* _SELECTED EXTRACT_

What is speaker diarization?

In simple terms, diarization automatically partitions an audio recording into segments corresponding to different speakers. This is done by analyzing the audio signal and using various techniques to differentiate between different speakers based on their individual voice characteristics.

The result is a transcript split into different sections, each corresponding to a different speaker.

Example of a speaker-based transcript.

Example of a speaker-based transcript.

Activating the diarization

Gladia's API is simple, and as with most of the other API options, you can toggle the diarization using the "toggle_diarization" option to "true".

📘

Channel-based diarization doesn't require activating diarization

Using CURL

curl --request POST \
     --url 'https://api.gladia.io/audio/text/audio-transcription/?model=large-v2' \
     --header 'accept: application/json' \
     --header 'x-gladia-key: XXXXXXXXXXX' \
     --header 'content-type: multipart/form-data' \
     --form audio_url=http://files.gladia.io/example/audio-transcription/split_infinity.wav \
     --form toggle_diarization=true \
     --form diarization_max_speakers=2 \
     --form output_format=json

Using any programming language

Please visit the interactive documentation to generate your favorite language snippet:

https://docs.gladia.io/reference/recognize_audio_text_audio_transcription__post

Using the CLI

gladia --audio-url http://files.gladia.io/example/audio-transcription/split_infinity.wav \
			 --diarization #this will activate the diarization
       --diarization-max-speakers 2 #define the estimated maximum number of speakers in the audio

Interpreting the results

Mechanical diarization (1 speaker per channel)

Read the "channel" key in the output.

{
  "prediction": [
    {
      "time_begin": 0.09,
      "time_end": 2.07,
      "transcription": "Split infinity",
      "language": "en",
      "confidence": 0.55,
      "words": [
        {
          "word": " Split",
          "begin": 0,
          "end": 0.66,
          "confidence": 0.7
        },
        {
          "word": " infinity",
          "begin": 0.66,
          "end": 1.38,
          "confidence": 0.4
        }
      ],
      "speaker": "not_activated",
      "channel": "channel_0"
    },
    {...}
  ]
}  

channel_0 will represent speaker 1 and channel_1 represents speaker 2.

* _EXTRACTED RECORDS_
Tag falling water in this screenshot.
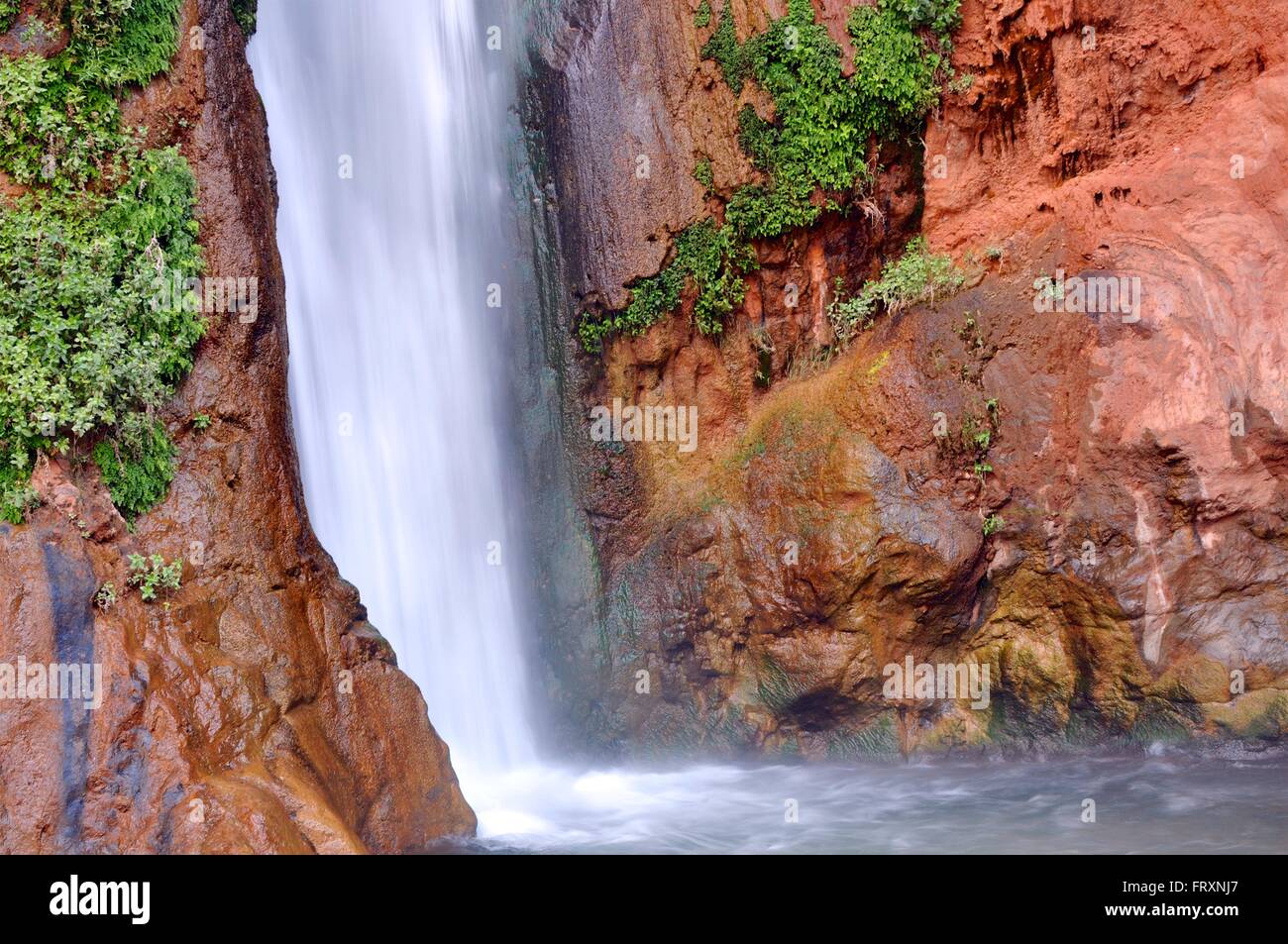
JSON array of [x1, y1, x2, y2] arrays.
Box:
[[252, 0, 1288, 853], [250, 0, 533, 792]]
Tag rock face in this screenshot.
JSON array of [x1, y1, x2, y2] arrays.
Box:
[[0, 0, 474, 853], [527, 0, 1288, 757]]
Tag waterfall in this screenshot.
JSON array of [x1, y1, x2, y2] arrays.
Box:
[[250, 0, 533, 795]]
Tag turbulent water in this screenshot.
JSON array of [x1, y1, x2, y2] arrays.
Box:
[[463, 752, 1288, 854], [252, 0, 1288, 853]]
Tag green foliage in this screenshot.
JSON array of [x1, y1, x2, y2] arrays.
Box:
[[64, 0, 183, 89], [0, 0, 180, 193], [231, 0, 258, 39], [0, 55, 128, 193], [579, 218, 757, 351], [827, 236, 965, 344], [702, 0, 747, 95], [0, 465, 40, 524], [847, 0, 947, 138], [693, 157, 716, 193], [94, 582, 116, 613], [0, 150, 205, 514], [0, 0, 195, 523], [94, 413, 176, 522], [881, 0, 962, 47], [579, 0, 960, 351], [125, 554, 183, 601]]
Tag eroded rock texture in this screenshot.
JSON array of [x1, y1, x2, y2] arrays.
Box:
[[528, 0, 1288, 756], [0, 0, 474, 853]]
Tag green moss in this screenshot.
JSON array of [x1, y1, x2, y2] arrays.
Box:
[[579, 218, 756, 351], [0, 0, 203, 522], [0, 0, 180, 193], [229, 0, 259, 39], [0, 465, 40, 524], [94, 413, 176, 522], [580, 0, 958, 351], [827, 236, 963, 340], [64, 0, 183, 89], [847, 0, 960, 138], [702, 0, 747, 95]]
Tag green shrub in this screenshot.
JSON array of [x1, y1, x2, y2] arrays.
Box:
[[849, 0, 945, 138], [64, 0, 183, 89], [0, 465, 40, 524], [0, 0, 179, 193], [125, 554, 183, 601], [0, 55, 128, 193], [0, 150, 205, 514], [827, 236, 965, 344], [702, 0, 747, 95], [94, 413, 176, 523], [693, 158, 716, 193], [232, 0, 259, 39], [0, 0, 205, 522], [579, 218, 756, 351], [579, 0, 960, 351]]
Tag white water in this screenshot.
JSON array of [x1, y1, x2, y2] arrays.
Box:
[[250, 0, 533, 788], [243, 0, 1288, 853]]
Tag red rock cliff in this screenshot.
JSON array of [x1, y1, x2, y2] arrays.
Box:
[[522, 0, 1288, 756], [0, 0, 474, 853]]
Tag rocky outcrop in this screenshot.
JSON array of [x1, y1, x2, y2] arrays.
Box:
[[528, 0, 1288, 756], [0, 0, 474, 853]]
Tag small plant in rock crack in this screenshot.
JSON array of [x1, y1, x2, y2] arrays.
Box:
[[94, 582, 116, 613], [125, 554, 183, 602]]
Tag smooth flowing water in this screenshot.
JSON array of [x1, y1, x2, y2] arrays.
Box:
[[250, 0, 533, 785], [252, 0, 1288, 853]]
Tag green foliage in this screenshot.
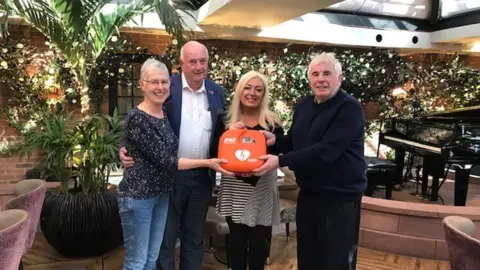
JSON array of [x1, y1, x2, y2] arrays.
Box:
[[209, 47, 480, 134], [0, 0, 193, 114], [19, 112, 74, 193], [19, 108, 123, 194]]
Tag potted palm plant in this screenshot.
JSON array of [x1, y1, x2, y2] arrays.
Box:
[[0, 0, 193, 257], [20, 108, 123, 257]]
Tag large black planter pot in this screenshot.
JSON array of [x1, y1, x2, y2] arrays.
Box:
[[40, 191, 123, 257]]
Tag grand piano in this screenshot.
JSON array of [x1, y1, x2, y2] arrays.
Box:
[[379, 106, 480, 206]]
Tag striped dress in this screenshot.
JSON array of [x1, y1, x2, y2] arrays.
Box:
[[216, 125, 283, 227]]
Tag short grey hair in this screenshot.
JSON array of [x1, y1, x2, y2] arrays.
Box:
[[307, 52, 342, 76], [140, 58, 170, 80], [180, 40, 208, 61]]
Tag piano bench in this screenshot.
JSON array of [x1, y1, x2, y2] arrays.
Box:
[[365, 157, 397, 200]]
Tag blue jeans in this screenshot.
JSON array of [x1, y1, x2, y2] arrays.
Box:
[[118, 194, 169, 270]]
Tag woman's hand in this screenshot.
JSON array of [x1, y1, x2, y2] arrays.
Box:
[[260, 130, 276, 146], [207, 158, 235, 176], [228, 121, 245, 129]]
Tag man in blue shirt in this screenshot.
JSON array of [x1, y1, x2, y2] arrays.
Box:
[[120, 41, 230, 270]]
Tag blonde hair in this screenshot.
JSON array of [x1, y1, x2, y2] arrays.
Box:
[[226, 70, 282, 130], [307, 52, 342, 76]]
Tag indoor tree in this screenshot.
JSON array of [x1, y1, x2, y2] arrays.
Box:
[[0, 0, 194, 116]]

* * *

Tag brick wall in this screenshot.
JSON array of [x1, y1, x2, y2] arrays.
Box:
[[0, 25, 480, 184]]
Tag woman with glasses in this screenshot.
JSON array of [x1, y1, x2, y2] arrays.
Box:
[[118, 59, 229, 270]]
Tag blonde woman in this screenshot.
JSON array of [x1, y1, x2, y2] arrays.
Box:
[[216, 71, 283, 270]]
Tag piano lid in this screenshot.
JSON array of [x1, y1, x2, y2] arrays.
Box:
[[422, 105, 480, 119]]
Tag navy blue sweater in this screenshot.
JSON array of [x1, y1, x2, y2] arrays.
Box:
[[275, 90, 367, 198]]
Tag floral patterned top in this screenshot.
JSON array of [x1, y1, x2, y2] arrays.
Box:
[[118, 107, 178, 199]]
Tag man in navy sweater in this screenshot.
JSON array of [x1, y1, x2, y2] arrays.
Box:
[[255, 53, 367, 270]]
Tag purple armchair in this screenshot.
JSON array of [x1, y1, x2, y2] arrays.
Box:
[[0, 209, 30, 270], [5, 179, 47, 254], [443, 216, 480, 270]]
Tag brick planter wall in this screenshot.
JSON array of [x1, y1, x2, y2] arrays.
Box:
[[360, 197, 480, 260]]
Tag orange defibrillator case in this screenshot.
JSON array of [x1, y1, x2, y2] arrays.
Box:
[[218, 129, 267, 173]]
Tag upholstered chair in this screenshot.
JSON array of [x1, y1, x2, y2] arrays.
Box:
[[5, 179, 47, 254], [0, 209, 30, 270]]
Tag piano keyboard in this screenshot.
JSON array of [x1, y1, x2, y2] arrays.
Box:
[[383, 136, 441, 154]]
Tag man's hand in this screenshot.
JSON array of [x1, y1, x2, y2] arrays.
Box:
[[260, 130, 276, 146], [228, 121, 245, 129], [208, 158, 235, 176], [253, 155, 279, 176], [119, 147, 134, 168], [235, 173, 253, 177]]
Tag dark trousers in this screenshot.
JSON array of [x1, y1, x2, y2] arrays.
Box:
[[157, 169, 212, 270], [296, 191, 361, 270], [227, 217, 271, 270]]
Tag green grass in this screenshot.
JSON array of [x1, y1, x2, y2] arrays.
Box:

* _SET PROBLEM A_
Using the speaker diarization page, decide whether each statement agrees with it. Answer yes or no for each and quote the deciding words.
(i) The CURL example sets the maximum number of speakers to 2.
(ii) Channel-based diarization requires diarization to be activated.
(iii) In the sample output, the "speaker" key has the value "not_activated".
* _SET PROBLEM B_
Continue the speaker diarization page from where it stops.

* _WRITTEN REPLY A_
(i) Yes: "--form diarization_max_speakers=2"
(ii) No: "Channel-based diarization doesn't require activating diarization"
(iii) Yes: "speaker": "not_activated"

* _WRITTEN REPLY B_
📘

channel based diarization doesn't require activating diarization

Algorithm-based diarization (multiple speakers per channel)

Read the "speaker" key in the output.

{
  "prediction": [
    {
      "time_begin": 2.13,
      "time_end": 4.13,
      "transcription": "in a time when less is more",
      "language": "en",
      "confidence": 0.65,
      "words": [
        {
          "word": " in",
          "begin": 0,
          "end": 0.52,
          "confidence": 0.59
        },
        {
          "word": " a",
          "begin": 0.52,
          "end": 0.74,
          "confidence": 0.99
        },
        {
          "word": " time",
          "begin": 0.74,
          "end": 1.2,
          "confidence": 0.82
        },
        {
          "word": " when",
          "begin": 1.2,
          "end": 1.66,
          "confidence": 0.86
        },
        {
          "word": " less",
          "begin": 1.66,
          "end": 1.94,
          "confidence": 0.87
        },
        {
          "word": " is",
          "begin": 1.94,
          "end": 2.28,
          "confidence": 0.91
        },
        {
          "word": " more.",
          "begin": 2.28,
          "end": 2.56,
          "confidence": 0.88
        }
      ],
      "speaker": "speaker_1",
      "channel": "channel_0"
    },{...}
  ]
}

In this case, the speaker's case can be extracted directly from the "speaker" key.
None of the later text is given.